### TO BE DONE
From the Wrike business update below, extract the passage that opens with the words containing "At its annual" and closes with "work management market.", copying it word for word.

At its annual conference Collaborate, Wrike gave a business update around its performance over the last year. The company is now independent of Citrix, following that company merging with Tibco. The organisation is now backed by Vista Equity Partners and Evergreen Coast Capital, and is looking to take a greater share of the huge work management market.
While the company did not disclose revenue, it did disclose the following information:
- 20% year-over-year revenue growth
- 60% year-over-year growth in $250K+ accounts
- The largest known collaborative work management (CWM) deployment with 140,000 users on one account, (it will be interesting to see if anyone challenges this)
- A CSAT score of 9.40 for support satisfaction
- A 67% increase in the adoption of automation features
Andrew Filev, Founder and CEO, Wrike, commented, “Our transition back to the private sector and partnership with two of the software industry’s biggest investors could not have come at a better time. Every organization is laser-focused on moving quickly and efficiently, and we now have the power to not only do that at Wrike but enable our customers to do so, as well. The benefits of this are evident in the growth we’re seeing across customer accounts and satisfaction, as well as feature adoption. Historically, we have seen year-over-year growth, but recent events have bolstered the need for work management solutions that bring all teams and departments across an organization together in one digital workspace. The time for a single source of truth is now.”

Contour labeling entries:
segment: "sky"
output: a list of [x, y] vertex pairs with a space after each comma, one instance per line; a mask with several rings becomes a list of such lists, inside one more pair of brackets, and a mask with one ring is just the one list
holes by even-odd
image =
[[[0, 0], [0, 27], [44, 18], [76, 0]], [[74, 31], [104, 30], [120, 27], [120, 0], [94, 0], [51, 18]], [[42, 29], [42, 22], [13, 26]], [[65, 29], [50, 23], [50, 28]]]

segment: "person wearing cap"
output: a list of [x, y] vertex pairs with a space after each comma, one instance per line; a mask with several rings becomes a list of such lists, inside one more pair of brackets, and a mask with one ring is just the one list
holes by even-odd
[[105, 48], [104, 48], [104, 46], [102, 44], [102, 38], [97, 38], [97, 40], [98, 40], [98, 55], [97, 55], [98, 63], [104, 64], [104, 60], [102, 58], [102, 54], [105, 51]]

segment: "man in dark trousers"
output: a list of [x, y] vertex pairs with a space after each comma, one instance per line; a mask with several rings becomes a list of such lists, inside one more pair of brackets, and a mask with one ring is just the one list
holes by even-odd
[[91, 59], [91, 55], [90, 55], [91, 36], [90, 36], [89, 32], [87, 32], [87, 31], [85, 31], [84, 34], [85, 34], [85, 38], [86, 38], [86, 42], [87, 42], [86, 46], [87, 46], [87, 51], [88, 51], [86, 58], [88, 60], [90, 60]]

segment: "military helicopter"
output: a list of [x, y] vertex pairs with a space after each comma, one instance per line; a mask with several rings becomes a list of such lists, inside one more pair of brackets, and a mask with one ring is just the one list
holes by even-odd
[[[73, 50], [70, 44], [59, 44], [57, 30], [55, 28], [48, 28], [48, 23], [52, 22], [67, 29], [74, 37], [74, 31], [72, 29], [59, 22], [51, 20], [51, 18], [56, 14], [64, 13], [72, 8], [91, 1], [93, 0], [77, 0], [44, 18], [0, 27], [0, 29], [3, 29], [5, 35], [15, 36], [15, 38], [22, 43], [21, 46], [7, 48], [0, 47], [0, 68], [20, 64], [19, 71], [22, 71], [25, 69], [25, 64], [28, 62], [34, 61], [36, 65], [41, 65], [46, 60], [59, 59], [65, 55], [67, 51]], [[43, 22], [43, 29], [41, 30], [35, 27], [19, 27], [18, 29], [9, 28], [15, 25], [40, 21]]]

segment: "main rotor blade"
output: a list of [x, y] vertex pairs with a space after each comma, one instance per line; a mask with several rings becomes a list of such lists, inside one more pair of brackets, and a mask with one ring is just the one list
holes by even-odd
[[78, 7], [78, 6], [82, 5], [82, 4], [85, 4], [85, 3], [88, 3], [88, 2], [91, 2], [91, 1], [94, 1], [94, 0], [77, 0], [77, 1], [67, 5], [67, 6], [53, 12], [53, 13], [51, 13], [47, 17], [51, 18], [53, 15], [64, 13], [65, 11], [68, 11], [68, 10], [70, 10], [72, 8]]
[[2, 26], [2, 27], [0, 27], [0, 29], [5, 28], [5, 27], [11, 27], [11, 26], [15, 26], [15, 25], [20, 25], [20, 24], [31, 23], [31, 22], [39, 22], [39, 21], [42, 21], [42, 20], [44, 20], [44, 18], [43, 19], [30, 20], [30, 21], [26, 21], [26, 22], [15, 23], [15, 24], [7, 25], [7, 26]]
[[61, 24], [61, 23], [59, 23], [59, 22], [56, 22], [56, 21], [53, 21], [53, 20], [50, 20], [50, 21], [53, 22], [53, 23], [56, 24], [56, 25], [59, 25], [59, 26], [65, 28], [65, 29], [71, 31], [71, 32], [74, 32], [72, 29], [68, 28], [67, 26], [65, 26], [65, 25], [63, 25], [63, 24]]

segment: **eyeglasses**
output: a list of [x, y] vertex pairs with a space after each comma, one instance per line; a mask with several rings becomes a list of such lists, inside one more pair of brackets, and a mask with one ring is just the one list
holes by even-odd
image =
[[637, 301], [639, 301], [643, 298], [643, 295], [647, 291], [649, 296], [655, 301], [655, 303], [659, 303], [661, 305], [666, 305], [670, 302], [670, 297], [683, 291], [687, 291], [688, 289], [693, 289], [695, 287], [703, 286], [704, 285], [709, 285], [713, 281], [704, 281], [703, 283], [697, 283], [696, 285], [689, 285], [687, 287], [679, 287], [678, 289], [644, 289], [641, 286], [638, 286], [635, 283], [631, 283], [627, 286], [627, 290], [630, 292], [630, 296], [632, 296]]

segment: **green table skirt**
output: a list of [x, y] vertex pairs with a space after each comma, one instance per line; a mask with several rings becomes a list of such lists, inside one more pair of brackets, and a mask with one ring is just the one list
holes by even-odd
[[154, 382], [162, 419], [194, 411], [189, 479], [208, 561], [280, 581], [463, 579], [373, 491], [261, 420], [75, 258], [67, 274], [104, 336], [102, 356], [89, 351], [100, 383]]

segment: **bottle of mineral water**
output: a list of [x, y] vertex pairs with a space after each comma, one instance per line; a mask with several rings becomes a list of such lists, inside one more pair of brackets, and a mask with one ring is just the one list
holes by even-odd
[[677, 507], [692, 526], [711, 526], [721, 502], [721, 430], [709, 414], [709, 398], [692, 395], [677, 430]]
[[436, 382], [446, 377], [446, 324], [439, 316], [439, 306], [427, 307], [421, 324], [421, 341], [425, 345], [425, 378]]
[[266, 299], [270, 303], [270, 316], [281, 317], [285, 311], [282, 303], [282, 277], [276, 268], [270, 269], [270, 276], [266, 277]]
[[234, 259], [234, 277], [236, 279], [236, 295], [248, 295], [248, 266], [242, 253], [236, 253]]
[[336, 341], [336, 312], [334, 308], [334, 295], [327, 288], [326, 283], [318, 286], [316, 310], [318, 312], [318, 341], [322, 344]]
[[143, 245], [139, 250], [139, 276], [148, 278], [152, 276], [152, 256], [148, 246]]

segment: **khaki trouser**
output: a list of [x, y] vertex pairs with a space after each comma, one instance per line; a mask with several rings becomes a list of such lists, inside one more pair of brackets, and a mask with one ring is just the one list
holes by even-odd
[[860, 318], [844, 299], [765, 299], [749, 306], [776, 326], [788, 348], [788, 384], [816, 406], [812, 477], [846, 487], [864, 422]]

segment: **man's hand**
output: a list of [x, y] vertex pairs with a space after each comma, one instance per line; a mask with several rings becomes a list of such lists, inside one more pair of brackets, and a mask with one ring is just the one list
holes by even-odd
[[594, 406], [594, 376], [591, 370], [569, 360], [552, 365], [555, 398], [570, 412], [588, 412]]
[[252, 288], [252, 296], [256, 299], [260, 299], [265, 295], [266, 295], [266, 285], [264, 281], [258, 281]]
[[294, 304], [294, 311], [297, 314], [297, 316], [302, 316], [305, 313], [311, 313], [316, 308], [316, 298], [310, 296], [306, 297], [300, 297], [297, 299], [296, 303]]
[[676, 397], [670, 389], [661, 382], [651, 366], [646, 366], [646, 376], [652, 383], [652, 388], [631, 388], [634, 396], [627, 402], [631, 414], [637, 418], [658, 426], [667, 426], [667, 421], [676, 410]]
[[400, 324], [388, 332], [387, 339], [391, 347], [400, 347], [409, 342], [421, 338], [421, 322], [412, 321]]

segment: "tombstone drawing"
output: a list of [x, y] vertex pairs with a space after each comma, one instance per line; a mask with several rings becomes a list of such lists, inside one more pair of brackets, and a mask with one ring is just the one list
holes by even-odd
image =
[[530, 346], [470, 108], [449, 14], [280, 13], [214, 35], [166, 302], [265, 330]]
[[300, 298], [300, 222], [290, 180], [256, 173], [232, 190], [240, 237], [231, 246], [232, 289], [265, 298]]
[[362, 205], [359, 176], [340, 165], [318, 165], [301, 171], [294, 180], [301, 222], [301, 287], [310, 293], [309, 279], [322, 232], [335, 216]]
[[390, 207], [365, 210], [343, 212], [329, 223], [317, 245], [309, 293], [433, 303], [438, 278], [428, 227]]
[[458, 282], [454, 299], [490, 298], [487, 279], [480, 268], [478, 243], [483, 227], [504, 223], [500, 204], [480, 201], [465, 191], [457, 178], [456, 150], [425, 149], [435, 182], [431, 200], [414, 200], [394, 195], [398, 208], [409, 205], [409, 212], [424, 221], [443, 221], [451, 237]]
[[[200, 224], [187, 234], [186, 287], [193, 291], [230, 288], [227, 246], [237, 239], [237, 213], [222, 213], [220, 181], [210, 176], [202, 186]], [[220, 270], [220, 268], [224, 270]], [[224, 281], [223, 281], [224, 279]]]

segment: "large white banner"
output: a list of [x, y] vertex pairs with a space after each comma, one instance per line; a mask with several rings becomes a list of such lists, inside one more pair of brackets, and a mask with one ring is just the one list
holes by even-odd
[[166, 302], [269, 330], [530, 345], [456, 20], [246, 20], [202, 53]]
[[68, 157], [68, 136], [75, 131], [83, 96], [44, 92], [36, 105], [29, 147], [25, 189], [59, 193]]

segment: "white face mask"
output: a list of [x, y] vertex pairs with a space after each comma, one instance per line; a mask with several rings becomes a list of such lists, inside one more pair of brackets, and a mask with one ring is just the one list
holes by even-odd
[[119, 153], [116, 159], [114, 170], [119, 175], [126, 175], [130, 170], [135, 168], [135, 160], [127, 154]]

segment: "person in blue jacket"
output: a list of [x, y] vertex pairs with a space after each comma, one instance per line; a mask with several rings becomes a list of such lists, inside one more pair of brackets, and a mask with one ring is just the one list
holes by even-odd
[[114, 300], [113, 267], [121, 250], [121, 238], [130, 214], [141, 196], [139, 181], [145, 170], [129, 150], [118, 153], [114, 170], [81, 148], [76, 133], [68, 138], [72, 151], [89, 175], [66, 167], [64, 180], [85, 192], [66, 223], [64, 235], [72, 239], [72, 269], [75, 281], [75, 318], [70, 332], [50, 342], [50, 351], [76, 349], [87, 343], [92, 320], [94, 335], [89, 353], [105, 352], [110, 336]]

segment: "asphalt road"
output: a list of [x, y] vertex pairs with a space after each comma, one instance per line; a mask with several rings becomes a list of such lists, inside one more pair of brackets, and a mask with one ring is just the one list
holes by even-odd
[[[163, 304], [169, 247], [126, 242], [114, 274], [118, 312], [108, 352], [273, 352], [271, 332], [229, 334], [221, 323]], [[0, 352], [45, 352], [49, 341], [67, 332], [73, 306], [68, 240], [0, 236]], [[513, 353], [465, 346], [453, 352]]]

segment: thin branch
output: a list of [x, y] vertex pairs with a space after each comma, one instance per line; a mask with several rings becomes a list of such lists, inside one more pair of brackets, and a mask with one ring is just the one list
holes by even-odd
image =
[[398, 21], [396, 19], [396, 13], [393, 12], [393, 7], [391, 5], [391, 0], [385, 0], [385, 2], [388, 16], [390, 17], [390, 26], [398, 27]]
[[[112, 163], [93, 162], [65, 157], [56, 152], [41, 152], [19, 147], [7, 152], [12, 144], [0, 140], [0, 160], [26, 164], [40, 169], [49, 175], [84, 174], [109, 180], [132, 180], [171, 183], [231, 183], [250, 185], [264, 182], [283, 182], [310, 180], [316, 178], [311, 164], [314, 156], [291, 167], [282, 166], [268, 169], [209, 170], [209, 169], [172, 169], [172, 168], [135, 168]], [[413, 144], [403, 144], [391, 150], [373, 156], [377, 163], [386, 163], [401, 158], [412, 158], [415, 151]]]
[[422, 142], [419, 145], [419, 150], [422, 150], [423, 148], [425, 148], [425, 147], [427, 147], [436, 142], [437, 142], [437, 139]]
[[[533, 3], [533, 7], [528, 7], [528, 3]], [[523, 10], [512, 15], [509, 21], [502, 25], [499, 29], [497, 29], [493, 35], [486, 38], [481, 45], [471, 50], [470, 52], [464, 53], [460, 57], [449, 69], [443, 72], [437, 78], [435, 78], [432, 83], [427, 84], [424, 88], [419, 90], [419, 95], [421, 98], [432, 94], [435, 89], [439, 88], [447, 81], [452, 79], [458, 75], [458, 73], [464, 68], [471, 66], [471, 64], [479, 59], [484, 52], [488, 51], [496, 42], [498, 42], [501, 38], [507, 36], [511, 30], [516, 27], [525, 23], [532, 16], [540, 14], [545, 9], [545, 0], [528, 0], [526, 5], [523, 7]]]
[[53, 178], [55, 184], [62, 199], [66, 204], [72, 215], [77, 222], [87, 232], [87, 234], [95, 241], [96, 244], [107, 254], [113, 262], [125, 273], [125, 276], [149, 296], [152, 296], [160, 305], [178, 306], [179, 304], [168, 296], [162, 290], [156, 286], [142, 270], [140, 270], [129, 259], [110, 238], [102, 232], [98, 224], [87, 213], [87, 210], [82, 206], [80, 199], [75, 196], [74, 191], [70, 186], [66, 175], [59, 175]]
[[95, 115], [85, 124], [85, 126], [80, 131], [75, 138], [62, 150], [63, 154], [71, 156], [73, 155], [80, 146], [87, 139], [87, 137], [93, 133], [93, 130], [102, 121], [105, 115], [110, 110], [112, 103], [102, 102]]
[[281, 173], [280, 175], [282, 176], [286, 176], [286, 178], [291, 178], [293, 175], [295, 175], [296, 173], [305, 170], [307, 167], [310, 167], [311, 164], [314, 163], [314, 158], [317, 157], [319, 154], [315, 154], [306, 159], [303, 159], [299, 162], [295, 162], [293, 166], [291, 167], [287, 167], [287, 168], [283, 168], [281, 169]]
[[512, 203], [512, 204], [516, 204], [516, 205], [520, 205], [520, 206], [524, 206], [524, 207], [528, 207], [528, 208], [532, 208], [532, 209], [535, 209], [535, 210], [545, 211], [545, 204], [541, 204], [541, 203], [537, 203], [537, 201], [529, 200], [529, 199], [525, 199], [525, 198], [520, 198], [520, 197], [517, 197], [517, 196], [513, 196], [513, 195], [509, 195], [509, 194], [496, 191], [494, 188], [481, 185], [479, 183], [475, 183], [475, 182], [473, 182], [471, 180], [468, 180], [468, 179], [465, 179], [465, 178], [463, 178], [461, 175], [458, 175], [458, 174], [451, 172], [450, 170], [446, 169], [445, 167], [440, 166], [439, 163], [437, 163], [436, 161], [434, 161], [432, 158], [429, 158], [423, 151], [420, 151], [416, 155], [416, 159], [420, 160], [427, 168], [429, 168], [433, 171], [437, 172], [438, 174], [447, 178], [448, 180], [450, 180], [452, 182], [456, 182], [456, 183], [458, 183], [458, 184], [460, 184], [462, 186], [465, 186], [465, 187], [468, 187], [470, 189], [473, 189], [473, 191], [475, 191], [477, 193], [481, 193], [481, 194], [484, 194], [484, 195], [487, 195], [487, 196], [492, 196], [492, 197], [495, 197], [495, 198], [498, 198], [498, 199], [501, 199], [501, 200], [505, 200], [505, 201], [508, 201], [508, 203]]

### SOLUTION BELOW
At its annual conference Collaborate, Wrike gave a business update around its performance over the last year. The company is now independent of Citrix, following that company merging with Tibco. The organisation is now backed by Vista Equity Partners and Evergreen Coast Capital, and is looking to take a greater share of the huge work management market.